▶ [TEXT FOR ANALYSIS]:
★ ★ ★

Mean, or arithmetic mean, is most frequently used in statistics. Mean of `n` value `x_1,x_2,\ ...\ ,x_i,\ ...\ ,x_n` is defined as:

`bar x=(x_1+x_2+cdots+x_i+cdots+x_n)/n=1/n sum_(i=1)^n x_i`

(1)

In cases where value `x_i` is accompanied by weight `w_i`, weighted mean is calculated by:

`bar x=(w_1x_1+w_2x_2+cdots+w_ix_i+cdots+w_nx_n)/(w_1+w_2+cdots+w_i+cdots+w_n)=(sum_(i=1)^n w_ix_i)/(sum_(i=1)^n w_i)`

(2)

When these weights are normalized:

`sum_(i=1)^n w_i=1`

(3)

then

`bar x=sum_(i=1)^n w_ix_i`

(4)

When data are separated into `n` groups and `x_i` is the representative value for group `i` and `f_i` is the number of element of this group, we get:

`bar x=(sum_(i-1)^n f_ix_i)/(sum_(i-1)^n f_i)=1/N sum_(i=1)^n f_ix_i`

(5)

`N` is the total elements of `n` groups.

Geometric mean is used in cases which differences between values are large, so the arithmetic average is meaningless, for example in the field of microbiology.

★ ★ ★

▶ [INFORMATION SHOWN]:
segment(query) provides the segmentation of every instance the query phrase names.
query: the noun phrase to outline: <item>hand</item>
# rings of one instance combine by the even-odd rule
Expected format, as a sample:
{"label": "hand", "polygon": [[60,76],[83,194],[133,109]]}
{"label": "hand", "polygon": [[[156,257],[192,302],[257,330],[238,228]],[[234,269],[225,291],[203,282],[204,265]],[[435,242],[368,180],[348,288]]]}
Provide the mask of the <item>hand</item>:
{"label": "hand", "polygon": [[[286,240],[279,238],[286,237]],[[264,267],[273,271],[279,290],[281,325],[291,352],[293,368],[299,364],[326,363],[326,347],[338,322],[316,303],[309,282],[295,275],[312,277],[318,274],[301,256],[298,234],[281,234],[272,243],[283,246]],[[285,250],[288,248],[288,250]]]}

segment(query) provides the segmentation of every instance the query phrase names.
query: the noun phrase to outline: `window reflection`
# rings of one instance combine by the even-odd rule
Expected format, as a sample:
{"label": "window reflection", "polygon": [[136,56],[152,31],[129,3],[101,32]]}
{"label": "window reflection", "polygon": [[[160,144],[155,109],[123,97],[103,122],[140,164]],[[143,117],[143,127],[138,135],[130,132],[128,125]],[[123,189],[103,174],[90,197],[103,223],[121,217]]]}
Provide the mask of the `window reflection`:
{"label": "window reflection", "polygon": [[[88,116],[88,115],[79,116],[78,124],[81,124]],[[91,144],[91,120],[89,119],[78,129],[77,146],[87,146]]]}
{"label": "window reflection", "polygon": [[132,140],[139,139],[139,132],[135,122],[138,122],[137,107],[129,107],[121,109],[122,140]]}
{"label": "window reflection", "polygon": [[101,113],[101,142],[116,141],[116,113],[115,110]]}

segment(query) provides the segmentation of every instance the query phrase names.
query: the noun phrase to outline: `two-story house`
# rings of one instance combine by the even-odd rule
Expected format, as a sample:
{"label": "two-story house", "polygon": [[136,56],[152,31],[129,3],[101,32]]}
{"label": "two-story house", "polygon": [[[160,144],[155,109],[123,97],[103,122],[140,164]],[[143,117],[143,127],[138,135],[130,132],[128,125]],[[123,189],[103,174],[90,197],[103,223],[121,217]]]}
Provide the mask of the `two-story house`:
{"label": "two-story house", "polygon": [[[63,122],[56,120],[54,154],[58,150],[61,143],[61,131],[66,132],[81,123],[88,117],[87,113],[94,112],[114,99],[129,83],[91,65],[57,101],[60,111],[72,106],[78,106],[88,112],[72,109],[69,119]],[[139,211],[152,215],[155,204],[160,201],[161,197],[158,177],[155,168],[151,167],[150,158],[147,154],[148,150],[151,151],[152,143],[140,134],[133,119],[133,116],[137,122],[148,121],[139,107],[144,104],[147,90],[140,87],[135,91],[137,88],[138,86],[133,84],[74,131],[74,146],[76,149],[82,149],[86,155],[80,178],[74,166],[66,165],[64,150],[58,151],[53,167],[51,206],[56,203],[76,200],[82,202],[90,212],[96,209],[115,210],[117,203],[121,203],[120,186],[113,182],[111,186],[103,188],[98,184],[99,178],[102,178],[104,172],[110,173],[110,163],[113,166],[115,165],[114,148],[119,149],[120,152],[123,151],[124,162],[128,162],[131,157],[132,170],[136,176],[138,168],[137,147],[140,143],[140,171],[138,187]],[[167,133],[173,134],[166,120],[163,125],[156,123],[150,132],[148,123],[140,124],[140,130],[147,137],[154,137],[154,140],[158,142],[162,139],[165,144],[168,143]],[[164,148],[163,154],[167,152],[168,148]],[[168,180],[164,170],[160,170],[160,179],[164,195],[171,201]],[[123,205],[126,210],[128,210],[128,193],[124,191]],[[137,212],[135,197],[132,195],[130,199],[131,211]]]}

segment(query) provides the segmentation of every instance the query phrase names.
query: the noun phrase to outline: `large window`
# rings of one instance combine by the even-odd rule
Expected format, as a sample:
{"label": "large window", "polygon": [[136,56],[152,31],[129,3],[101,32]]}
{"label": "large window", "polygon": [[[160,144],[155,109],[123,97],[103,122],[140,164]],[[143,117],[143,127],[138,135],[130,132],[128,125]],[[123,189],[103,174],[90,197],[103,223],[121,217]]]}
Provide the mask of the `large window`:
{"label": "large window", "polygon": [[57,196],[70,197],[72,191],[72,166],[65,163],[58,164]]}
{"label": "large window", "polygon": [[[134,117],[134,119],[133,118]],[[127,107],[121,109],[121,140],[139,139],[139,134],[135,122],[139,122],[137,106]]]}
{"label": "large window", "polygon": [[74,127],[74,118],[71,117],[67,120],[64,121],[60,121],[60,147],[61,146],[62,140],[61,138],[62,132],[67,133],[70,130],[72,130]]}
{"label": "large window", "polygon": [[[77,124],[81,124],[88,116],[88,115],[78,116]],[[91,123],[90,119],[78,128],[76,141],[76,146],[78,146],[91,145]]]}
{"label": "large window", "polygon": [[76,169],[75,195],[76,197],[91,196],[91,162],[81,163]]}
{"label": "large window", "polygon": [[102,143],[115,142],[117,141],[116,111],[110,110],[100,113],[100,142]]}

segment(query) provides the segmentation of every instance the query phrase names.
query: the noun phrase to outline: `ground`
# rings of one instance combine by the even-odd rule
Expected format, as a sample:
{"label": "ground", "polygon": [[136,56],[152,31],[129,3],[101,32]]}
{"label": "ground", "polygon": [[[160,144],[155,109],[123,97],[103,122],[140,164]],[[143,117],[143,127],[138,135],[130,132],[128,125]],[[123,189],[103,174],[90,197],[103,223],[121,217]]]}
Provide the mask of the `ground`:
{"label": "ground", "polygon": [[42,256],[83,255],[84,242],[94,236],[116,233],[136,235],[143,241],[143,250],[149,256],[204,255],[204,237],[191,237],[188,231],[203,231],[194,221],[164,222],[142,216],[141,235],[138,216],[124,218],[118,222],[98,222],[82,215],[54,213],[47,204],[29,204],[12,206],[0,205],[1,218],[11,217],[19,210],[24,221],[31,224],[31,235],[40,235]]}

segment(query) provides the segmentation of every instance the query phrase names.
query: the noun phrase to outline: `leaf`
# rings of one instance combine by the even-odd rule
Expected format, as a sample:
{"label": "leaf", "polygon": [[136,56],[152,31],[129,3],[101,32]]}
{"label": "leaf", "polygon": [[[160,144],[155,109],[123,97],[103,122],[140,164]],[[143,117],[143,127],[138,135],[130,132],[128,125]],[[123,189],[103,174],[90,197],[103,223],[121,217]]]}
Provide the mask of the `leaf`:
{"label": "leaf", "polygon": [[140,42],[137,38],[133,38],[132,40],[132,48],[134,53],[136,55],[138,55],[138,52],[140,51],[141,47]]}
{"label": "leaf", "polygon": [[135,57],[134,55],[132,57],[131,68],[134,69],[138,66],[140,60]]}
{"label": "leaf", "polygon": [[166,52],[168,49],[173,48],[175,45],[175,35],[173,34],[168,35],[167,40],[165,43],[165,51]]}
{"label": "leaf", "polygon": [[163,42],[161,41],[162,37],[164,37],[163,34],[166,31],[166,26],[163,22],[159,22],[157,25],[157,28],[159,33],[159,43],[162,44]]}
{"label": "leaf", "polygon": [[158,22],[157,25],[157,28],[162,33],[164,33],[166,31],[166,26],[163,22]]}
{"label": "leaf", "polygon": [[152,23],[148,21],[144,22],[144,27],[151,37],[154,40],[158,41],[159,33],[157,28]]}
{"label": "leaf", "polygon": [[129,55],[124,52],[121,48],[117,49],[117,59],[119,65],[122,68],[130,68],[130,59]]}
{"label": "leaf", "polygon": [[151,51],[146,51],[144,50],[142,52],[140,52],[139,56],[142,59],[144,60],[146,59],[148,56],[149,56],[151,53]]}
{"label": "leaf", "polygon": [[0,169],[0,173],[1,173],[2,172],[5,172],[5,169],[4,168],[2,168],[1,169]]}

★ ★ ★

▶ [ACTIVITIES]:
**A.** In the text on statistical means, rewrite the paragraph beginning "Geometric mean is used in cases" as one shorter sentence, keeping its main facts.
**B.** Continue the text on statistical means, starting after its final sentence.
The records are not needed for the tasks that come after them.

▶ [TASK ANSWERS]:
**A.** Geometric mean is used when values differ so widely that an arithmetic average means little, as in microbiology.

**B.**
Geometric mean of `n` positive numbers `x_1,x_2,\ ...\ ,x_i,\ ...\ ,x_n` is calculated by:

`bar x=root(n)(x_1x_2\ cdots\ x_i \ cdots\ x_n)=root(n)(prod_(i=1)^n x_i)`

(6)

In some cases of ratio, harmonic mean is useful. Harmonic mean is determined by formula:

`bar x=1/(1/(x_1)+1/(x_2)+cdots+1/(x_i)+cdots+1/(x_n))`

(7)

The mean should be rounded to one more decimal place than number with smallest decimal place occurs in the original data.

For example mean of   1,2 ; 3,45 ; and 6,789   is   3,81.